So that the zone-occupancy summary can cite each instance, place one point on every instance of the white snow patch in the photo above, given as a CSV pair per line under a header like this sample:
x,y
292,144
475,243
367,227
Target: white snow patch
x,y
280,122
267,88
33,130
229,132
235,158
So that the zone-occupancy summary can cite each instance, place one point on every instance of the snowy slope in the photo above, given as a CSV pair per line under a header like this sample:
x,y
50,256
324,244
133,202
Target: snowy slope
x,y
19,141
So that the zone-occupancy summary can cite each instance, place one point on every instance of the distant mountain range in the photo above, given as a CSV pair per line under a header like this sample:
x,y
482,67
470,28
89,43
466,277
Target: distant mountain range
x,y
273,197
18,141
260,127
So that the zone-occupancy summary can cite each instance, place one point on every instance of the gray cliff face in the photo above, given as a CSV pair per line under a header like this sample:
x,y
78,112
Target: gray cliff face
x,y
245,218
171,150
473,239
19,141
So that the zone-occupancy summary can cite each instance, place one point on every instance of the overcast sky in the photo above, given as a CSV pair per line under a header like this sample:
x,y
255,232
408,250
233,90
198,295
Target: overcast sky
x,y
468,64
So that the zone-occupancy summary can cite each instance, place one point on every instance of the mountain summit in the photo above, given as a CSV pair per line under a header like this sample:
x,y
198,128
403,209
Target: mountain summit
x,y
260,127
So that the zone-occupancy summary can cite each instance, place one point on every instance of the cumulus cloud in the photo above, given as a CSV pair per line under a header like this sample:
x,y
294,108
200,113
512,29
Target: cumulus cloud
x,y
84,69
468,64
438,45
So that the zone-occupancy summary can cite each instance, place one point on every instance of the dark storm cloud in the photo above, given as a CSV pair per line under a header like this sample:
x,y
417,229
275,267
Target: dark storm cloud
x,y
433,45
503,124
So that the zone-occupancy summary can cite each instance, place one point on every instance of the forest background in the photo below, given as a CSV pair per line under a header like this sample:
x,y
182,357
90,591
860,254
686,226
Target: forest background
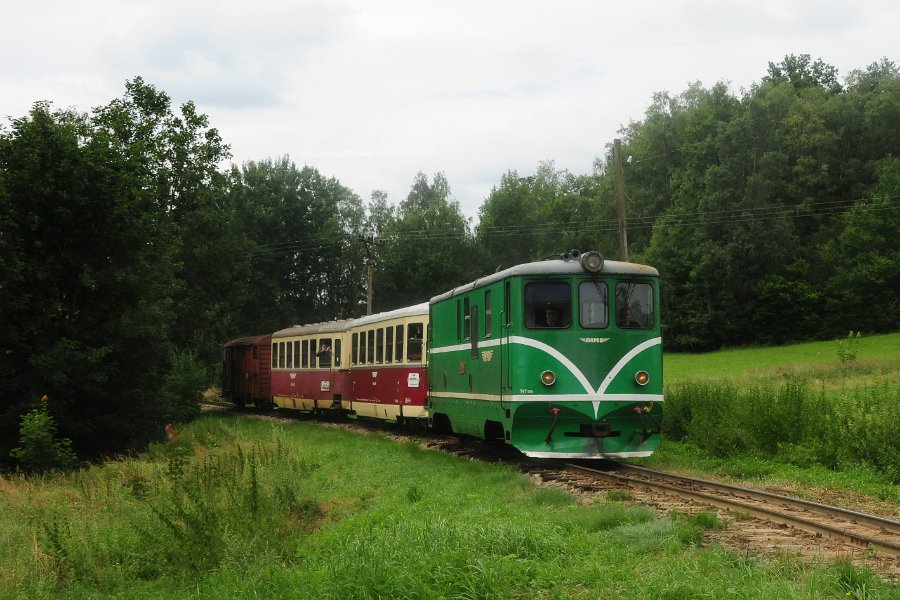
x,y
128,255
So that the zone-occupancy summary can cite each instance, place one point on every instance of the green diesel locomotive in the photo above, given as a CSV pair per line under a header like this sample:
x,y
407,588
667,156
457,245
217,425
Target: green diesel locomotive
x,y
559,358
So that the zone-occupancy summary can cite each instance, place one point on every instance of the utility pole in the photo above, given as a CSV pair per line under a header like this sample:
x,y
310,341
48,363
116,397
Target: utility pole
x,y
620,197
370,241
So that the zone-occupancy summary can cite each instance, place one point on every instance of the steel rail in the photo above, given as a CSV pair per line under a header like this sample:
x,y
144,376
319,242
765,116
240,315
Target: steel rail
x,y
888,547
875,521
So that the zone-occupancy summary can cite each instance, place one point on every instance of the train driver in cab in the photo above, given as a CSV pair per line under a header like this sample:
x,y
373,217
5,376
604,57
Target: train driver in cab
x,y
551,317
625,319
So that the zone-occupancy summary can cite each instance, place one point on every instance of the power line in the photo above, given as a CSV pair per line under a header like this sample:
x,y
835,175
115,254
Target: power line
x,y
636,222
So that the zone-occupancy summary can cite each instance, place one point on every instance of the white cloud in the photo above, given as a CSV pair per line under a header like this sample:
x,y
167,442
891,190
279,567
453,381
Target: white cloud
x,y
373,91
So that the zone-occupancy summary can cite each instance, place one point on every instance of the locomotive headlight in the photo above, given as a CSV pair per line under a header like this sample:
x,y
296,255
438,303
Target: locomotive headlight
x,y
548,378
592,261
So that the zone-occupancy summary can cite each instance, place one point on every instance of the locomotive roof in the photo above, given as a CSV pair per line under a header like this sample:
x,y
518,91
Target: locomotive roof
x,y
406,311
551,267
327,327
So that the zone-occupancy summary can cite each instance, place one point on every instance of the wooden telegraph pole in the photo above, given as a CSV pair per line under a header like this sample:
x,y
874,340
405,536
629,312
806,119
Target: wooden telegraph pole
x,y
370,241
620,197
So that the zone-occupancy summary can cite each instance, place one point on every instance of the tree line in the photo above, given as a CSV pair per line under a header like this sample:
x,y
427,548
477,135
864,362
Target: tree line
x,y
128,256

----

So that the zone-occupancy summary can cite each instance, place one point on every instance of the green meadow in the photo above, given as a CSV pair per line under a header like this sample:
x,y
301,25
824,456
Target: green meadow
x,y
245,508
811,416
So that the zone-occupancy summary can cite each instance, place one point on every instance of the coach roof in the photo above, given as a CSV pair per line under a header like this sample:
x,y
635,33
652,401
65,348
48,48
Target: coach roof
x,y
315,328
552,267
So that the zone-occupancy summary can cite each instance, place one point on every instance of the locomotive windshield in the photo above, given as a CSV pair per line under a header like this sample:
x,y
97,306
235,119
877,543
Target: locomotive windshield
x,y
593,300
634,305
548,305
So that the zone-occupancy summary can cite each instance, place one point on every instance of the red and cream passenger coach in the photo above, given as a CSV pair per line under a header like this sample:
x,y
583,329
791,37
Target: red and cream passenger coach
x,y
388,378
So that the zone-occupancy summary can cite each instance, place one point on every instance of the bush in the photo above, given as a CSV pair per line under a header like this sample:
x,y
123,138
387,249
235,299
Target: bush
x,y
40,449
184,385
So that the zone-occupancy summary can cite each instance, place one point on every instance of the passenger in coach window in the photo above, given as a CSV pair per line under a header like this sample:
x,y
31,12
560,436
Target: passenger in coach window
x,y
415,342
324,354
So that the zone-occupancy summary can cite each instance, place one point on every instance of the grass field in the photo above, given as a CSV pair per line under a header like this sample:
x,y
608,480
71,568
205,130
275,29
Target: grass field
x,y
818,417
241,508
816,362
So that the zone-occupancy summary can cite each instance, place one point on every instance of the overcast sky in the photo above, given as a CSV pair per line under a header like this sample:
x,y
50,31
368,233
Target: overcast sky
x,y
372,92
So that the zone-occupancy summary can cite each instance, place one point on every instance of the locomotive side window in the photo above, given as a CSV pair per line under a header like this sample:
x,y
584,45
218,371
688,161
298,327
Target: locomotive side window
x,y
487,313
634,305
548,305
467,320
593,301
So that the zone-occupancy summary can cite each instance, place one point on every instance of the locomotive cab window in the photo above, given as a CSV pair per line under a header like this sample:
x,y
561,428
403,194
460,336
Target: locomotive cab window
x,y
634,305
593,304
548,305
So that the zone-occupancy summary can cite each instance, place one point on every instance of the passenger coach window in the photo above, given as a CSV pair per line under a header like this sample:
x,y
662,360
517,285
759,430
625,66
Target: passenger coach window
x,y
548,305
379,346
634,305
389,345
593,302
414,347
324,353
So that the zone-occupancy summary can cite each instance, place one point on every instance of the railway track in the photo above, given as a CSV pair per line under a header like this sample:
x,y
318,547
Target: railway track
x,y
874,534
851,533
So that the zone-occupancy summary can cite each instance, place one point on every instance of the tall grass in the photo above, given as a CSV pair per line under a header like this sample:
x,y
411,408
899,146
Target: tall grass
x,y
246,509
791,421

----

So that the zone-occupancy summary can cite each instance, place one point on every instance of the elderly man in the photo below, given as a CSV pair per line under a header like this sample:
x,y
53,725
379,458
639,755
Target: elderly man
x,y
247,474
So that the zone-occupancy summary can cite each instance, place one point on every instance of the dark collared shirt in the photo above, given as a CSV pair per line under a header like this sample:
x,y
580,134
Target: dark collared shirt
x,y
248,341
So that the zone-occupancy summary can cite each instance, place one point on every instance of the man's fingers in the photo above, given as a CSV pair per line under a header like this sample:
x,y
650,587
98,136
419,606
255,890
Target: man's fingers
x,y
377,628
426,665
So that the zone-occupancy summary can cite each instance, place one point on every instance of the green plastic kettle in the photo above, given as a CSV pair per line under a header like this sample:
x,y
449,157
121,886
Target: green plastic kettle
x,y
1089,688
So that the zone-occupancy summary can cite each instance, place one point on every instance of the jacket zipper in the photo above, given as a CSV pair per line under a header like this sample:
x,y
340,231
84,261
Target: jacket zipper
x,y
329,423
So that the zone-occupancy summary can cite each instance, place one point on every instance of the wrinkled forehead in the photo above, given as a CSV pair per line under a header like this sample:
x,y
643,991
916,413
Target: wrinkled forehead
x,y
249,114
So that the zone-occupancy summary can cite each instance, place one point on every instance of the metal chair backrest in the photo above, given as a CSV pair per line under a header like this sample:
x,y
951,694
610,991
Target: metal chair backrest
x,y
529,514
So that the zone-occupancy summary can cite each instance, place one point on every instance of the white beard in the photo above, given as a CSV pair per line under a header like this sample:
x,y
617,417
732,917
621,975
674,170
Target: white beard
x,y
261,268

----

How many lines in the rows above contain the word "headlight"? Reply with the number alone.

▶ **Task result**
2